■ **INSTRUCTIONS FOR THE TASK**: Copy the entries again, beginning at the line that has "Target = dried leaf" and stopping after the line that has "x=416 y=194". Keep every line the same except the answer coordinates: multiply each x and y value by 0.85 and round it to a whole number, with halves rounded up.

■ **RECORDS SHOWN**:

▼▼▼

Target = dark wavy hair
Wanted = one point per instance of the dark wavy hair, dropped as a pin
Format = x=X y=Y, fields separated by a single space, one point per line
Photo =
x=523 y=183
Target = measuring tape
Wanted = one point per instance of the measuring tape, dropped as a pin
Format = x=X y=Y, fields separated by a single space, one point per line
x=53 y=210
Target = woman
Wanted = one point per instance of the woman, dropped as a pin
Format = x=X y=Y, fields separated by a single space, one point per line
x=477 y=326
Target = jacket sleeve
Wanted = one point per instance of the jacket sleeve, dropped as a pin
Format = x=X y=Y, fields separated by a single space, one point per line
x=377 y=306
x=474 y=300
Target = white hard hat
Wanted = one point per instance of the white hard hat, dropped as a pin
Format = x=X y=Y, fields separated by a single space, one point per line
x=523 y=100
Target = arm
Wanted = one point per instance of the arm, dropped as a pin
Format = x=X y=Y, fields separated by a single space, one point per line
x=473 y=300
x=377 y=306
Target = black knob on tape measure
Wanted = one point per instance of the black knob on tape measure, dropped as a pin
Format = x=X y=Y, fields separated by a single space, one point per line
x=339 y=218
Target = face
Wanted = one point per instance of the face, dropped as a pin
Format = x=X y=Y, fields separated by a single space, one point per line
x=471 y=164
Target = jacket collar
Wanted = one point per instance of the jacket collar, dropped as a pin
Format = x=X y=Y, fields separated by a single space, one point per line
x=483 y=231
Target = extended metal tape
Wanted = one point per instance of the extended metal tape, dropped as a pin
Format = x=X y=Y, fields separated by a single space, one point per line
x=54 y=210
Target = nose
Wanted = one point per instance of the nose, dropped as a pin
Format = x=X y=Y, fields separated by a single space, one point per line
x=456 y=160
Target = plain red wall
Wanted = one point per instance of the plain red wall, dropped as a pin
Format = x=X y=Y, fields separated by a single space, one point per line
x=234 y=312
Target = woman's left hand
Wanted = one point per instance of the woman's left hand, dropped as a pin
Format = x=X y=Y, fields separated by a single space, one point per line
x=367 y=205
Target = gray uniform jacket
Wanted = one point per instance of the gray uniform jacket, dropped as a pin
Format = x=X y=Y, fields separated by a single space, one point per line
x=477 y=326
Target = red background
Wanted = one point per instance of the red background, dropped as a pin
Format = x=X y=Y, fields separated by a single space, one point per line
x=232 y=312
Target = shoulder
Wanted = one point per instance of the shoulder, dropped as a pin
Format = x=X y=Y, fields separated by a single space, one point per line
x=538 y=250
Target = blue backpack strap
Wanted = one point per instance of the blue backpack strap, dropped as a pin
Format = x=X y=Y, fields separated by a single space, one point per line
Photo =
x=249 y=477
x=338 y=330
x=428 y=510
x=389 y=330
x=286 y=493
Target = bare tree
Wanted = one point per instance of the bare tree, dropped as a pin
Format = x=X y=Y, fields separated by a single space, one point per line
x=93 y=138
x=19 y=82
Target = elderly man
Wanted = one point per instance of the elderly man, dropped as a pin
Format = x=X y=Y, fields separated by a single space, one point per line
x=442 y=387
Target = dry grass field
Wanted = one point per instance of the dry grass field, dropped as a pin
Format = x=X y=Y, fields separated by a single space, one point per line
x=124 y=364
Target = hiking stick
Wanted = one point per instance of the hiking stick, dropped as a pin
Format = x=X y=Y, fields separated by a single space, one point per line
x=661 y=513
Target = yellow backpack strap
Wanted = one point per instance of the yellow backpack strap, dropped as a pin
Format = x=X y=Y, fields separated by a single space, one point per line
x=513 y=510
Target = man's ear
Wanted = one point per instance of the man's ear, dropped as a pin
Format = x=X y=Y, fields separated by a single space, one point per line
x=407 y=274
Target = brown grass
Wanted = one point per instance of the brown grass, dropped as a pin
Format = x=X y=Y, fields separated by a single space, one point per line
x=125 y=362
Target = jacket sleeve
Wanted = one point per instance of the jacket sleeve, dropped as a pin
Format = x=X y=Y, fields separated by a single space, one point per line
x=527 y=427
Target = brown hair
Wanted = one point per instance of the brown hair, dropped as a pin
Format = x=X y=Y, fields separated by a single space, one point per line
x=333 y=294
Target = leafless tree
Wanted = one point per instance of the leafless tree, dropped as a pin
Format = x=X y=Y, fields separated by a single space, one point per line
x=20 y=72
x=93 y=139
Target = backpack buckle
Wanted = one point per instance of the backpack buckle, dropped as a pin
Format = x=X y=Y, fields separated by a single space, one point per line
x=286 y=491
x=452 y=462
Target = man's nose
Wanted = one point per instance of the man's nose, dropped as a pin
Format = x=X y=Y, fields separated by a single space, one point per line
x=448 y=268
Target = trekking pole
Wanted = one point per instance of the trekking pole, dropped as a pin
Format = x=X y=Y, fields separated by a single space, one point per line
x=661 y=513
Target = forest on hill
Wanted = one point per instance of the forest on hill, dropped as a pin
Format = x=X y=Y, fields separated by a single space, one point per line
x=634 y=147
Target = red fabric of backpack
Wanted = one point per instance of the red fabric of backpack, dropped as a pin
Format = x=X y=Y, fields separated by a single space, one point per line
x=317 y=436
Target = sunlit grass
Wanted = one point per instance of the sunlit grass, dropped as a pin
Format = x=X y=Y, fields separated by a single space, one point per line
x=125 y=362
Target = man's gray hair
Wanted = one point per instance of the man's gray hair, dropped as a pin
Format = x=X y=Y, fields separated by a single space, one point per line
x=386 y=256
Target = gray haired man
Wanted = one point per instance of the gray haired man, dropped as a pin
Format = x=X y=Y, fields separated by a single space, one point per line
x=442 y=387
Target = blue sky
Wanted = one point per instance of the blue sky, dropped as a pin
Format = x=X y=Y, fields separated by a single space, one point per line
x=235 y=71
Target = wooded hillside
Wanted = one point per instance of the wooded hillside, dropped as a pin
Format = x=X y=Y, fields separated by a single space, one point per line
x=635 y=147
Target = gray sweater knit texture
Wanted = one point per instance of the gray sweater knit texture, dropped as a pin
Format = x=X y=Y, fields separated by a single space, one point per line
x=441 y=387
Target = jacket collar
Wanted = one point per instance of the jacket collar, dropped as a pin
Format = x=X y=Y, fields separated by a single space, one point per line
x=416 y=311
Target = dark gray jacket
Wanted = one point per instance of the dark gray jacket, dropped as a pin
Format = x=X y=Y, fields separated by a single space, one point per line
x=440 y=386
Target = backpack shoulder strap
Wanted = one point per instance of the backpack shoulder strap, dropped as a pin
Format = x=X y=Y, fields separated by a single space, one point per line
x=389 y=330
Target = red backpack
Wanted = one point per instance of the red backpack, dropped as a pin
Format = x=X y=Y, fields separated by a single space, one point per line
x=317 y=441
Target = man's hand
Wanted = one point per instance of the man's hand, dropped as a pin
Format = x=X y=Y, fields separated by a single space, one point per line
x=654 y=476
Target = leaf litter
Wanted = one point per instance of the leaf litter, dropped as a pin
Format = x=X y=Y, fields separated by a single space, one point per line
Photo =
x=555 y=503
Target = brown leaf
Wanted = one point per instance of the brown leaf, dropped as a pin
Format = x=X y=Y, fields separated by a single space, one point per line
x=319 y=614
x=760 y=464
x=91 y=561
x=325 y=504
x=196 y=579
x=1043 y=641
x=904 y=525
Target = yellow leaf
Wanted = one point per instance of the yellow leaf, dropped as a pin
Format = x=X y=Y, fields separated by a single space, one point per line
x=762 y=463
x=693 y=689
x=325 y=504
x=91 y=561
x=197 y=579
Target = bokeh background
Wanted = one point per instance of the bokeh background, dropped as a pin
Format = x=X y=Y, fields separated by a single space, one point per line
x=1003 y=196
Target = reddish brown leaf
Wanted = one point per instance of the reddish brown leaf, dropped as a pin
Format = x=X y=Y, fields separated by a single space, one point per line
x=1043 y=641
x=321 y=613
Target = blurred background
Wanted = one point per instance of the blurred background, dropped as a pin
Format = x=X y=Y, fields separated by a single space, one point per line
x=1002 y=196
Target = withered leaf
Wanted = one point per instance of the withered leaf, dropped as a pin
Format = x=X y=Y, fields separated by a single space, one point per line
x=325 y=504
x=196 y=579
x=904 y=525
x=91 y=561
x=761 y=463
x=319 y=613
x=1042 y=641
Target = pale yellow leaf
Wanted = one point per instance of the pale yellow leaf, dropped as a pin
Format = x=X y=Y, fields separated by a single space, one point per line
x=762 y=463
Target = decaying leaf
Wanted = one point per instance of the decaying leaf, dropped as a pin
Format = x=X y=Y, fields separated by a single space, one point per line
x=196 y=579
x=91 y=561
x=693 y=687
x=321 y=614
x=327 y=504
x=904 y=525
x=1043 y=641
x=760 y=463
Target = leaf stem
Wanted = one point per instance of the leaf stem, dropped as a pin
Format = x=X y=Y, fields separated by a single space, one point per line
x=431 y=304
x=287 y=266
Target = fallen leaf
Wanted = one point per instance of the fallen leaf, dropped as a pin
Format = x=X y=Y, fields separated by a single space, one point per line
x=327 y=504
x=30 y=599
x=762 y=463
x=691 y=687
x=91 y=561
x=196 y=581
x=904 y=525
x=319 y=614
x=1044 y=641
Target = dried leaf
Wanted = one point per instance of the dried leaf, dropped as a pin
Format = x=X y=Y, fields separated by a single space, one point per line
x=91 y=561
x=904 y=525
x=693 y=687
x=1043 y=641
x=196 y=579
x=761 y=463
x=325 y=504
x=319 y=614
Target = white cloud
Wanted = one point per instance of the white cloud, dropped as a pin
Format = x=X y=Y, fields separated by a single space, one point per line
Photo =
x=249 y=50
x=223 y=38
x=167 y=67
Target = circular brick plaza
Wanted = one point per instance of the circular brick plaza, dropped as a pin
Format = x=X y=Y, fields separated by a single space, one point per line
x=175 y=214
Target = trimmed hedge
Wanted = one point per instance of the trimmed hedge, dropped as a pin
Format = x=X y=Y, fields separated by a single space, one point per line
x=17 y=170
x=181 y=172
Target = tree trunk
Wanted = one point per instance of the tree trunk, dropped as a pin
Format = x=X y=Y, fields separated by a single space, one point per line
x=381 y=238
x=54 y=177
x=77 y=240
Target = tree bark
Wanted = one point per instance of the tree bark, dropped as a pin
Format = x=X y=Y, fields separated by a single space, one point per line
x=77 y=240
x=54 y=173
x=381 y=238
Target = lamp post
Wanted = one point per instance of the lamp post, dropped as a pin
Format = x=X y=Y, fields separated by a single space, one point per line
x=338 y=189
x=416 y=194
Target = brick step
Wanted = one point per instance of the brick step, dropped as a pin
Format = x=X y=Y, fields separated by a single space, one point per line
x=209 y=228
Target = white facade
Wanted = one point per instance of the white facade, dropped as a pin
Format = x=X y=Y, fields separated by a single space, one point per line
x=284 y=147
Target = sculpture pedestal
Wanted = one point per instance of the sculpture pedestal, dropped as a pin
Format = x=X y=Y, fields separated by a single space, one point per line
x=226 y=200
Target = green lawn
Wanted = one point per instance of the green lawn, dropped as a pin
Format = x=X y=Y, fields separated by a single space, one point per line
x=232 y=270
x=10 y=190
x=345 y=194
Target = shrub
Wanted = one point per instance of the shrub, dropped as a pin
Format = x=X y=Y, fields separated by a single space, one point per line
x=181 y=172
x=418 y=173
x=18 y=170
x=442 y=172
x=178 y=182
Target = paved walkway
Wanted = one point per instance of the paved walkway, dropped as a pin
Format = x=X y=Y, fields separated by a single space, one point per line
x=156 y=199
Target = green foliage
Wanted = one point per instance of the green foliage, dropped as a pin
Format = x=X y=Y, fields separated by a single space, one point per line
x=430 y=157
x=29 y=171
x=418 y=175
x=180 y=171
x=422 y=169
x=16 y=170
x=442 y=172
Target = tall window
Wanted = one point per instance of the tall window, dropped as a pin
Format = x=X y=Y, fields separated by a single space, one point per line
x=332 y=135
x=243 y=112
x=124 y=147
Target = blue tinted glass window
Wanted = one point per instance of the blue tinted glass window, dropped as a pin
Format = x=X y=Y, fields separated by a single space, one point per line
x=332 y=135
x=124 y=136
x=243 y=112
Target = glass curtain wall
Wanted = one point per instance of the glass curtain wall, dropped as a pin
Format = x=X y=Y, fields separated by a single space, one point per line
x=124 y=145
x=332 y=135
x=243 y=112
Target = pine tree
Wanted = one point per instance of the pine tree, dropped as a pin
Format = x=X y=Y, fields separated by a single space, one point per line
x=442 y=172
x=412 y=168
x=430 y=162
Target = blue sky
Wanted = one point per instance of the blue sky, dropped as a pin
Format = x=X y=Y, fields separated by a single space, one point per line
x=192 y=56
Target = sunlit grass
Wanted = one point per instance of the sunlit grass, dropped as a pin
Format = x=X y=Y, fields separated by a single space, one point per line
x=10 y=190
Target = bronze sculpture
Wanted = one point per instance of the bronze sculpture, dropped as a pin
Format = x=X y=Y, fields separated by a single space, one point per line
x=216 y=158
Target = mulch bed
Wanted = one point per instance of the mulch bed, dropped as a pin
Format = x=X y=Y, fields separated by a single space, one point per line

▲▲▲

■ **TASK RESPONSE**:
Target = dried leaf
Wanted = one point per instance of the dried leaf, dropped as a pin
Format = x=X y=Y, fields separated by a single space, one point per line
x=77 y=477
x=768 y=446
x=589 y=584
x=887 y=545
x=167 y=492
x=647 y=394
x=276 y=428
x=271 y=522
Target = white cloud
Wanted = one point per instance of the white cloud, dropped as a pin
Format = x=X y=Y, fields separated by a single space, one point per line
Photo =
x=212 y=43
x=190 y=32
x=142 y=57
Target = circular brick plaza
Wanted = one point per instance of the circular brick plaza, dropped as a pin
Format = x=X y=Y, fields separated by a single space, one point per line
x=149 y=182
Target = trimmed hedge
Wanted = one point per instance of the trimmed hedge, dropped as a pin
Format = x=X y=Y, fields separated by a single space, one point per line
x=14 y=145
x=154 y=146
Target = tree trunk
Wanted = one point per instance of the tree trunk, dropped as a pin
Format = x=X y=Y, fields separated by a single space, one point per line
x=324 y=202
x=46 y=150
x=65 y=204
Target = tree bark
Wanted = one point per instance of the tree bark, dropped as a pin
Format = x=X y=Y, fields separated by a single space, one point per line
x=65 y=204
x=46 y=147
x=324 y=202
Target = lamp post
Wanted = one point per instance of the lamp post, dropped as a pin
Format = x=X y=Y, fields separated by a single space, one point per line
x=287 y=161
x=354 y=165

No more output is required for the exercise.